• _GOALS_:
1. Please list every company or firm named in the Barracuda article below, leaving out any name that appears only inside the name of an event.
2. Decide whether each statement agrees with the Barracuda article below, answering yes or no and quoting the words that decide it.
(a) Thoma Bravo's deal to buy Barracuda Networks was worth $1.6 billion.
(b) Barracuda acquired Intronis in September 2017.
(c) 451 Research released its new data at a conference in Las Vegas.

Barracuda Hopes to Turn VAR Partners Into Cloud-Savvy MSPs

As the company’s fiscal Q3 draws to a close today, Barracuda MSP is seeing great momentum in sales of security software. But executives at the vendor insist that’s only part of the story.

Aldrin Brown, Editor-in-Chief

November 30, 2017

4 Min Read
Barracuda MSP ECHOplatform screenshot

The announcement this week that tech investment firm Thoma Bravo reached a $1.6 billion deal to purchase Barracuda Networks and take the company private offered yet another clear signal that the “smart money” is betting on MSPs to profit big from the growth of cloud.

At first glance, the purchase of the data protection vendor looks like a play for a bigger share of the booming cybersecurity market – which it most definitely is.

But a deeper examination of Barracuda’s strategy following its September 2015 acquisition of Intronis suggests a strong conviction that recurring revenue models are poised for significant growth – not in spite of cloud adoption – but because of it.      

That view was reinforced a day after the deal was announced, when 451 Research unveiled new data during Tuesday’s session of the AWS re:Invent 2017 conference in Las Vegas.

• _DATASET EXCERPT_:
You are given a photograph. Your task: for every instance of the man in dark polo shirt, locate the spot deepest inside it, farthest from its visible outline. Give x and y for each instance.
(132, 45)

• _RESPONSES TO THE TASKS_:
1. Barracuda MSP, Barracuda Networks, Thoma Bravo, Intronis, 451 Research

2.
(a) Yes: "a $1.6 billion deal to purchase Barracuda Networks"
(b) No: "its September 2015 acquisition of Intronis"
(c) Yes: "unveiled new data during Tuesday’s session of the AWS re:Invent 2017 conference in Las Vegas"